» **WHAT TO PRODUCE**
Copy, without any change, the rows from the line containing "Return the outline of every instance of the dog's tail" through the end of the rows below, including both of those ends.
_ _ _
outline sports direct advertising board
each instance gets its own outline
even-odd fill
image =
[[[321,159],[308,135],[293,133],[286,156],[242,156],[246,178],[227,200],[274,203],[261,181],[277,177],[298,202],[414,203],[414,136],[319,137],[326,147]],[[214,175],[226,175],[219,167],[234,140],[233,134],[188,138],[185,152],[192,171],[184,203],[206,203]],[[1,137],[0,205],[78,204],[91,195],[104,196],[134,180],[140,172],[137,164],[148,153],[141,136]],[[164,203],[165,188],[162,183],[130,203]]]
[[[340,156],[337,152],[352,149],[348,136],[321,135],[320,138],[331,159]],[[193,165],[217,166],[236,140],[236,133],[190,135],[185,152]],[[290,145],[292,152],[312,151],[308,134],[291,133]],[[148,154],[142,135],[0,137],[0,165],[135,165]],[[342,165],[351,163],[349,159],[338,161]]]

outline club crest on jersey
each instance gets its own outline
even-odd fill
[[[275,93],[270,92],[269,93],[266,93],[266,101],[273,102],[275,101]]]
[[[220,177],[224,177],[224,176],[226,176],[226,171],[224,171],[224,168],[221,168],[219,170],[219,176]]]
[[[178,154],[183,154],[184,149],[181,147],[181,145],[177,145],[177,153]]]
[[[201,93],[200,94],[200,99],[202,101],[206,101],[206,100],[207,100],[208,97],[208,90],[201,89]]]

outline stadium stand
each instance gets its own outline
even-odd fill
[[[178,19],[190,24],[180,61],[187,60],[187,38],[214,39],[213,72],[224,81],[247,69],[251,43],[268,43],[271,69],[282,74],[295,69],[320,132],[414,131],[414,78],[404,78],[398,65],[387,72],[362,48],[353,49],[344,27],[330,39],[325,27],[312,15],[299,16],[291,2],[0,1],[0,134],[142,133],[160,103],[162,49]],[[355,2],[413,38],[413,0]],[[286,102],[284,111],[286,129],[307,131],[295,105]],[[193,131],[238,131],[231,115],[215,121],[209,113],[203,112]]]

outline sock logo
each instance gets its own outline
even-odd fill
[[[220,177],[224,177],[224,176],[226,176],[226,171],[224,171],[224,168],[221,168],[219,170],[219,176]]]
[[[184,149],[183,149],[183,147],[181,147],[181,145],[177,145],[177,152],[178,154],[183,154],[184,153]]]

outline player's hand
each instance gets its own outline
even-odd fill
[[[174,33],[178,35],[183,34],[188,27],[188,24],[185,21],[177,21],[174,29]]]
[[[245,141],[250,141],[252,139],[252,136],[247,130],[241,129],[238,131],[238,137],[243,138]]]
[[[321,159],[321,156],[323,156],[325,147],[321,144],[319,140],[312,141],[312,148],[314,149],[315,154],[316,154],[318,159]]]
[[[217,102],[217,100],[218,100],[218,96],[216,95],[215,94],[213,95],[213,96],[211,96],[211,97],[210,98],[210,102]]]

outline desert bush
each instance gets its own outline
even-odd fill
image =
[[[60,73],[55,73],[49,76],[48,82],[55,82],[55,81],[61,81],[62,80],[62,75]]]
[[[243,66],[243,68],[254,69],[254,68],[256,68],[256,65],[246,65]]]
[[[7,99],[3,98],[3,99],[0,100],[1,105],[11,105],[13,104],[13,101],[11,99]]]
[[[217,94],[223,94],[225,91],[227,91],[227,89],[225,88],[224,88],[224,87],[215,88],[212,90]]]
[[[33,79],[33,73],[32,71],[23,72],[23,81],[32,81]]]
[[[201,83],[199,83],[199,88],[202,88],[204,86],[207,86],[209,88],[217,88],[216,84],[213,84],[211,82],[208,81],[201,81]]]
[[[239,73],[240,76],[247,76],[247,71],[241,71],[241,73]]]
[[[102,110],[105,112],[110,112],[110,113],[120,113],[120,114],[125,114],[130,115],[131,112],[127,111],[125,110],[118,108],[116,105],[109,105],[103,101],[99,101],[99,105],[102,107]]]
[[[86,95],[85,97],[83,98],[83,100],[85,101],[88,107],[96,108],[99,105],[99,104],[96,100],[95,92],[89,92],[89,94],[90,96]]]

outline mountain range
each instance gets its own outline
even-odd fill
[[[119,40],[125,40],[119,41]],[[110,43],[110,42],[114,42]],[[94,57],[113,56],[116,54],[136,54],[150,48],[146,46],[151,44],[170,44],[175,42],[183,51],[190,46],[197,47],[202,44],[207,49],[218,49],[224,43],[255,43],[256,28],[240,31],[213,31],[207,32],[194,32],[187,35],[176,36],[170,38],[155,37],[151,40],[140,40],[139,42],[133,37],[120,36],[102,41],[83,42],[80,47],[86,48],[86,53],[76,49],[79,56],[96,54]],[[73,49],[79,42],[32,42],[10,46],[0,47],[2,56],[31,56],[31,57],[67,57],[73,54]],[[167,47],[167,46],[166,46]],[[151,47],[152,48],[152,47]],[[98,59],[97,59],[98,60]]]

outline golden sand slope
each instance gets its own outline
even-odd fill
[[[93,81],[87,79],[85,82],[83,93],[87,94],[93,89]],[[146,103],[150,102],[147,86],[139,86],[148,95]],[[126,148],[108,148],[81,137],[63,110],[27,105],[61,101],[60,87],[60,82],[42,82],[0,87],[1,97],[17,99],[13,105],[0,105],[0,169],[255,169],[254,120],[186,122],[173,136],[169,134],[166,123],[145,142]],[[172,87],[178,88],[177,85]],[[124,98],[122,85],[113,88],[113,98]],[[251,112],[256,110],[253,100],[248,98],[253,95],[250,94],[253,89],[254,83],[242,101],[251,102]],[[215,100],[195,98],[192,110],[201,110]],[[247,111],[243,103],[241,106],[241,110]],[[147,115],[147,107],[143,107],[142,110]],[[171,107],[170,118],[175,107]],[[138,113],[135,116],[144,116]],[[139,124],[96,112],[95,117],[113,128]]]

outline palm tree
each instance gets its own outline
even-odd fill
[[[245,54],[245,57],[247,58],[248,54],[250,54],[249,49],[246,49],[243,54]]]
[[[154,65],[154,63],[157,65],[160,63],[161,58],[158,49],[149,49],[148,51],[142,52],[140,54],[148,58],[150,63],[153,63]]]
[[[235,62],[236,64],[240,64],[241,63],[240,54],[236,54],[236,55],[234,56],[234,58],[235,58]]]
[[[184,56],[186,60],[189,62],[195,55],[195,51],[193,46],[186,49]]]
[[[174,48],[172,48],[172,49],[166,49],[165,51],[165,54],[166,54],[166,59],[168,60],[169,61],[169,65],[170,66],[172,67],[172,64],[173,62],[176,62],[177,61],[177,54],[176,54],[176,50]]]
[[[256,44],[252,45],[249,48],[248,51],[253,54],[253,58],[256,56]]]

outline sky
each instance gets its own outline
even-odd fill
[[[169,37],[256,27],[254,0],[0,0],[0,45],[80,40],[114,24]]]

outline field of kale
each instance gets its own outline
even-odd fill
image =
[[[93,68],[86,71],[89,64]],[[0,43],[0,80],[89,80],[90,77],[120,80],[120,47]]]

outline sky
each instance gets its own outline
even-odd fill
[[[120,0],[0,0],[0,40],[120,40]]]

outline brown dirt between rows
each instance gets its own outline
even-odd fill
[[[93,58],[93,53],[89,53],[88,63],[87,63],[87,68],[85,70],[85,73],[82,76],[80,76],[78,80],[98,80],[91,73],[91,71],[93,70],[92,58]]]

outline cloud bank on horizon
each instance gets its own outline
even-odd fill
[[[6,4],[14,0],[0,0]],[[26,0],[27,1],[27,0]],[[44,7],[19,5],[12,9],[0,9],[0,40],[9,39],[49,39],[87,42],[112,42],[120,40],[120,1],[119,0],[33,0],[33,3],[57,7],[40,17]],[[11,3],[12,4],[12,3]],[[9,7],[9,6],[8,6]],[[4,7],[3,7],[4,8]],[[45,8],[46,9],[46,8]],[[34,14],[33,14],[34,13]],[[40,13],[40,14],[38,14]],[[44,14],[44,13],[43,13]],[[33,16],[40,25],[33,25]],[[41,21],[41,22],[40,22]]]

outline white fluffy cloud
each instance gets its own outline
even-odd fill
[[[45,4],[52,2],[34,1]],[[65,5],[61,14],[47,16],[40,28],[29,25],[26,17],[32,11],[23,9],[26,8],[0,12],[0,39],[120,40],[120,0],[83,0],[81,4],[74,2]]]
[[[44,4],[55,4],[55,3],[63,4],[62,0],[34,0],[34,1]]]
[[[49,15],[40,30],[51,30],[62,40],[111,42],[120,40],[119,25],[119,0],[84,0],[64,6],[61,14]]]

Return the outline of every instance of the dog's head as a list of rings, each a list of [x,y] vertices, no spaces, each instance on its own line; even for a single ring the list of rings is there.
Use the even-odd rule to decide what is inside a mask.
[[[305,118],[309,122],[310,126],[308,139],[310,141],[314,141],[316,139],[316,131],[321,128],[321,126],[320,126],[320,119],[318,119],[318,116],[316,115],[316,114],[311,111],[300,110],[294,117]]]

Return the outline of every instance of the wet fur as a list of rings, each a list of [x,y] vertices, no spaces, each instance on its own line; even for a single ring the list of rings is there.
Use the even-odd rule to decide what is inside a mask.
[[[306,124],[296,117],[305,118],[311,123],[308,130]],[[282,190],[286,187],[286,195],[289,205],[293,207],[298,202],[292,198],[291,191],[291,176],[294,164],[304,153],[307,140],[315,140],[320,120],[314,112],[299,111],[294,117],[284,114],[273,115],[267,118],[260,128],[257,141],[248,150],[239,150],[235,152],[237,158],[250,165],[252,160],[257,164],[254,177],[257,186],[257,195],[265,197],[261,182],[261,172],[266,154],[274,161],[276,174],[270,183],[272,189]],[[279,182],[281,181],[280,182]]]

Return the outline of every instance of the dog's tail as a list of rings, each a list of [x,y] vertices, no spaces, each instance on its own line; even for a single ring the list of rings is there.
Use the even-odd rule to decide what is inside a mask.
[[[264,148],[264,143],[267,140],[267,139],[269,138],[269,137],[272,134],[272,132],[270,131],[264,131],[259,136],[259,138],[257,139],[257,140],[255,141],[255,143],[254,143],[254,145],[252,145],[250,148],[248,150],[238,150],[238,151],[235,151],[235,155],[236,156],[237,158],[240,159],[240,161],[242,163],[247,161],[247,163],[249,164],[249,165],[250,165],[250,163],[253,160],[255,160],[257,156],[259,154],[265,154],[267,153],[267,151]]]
_ _ _
» **TASK SOLUTION**
Return the outline of every instance of the dog's tail as a list of rings, each a list of [x,y] vertices, no spaces, each instance on its own line; even for a single ring the list of rings is there.
Use the even-odd rule to decide what is inside a mask.
[[[264,148],[264,143],[267,140],[267,139],[269,138],[269,137],[272,134],[272,132],[270,131],[264,131],[259,136],[259,138],[257,139],[257,140],[255,141],[255,143],[254,143],[254,145],[252,145],[250,148],[248,150],[238,150],[238,151],[235,151],[235,155],[236,156],[237,158],[240,159],[240,161],[242,163],[247,161],[247,163],[249,164],[249,165],[250,165],[250,163],[253,160],[255,160],[257,156],[259,154],[265,154],[267,153],[267,151]]]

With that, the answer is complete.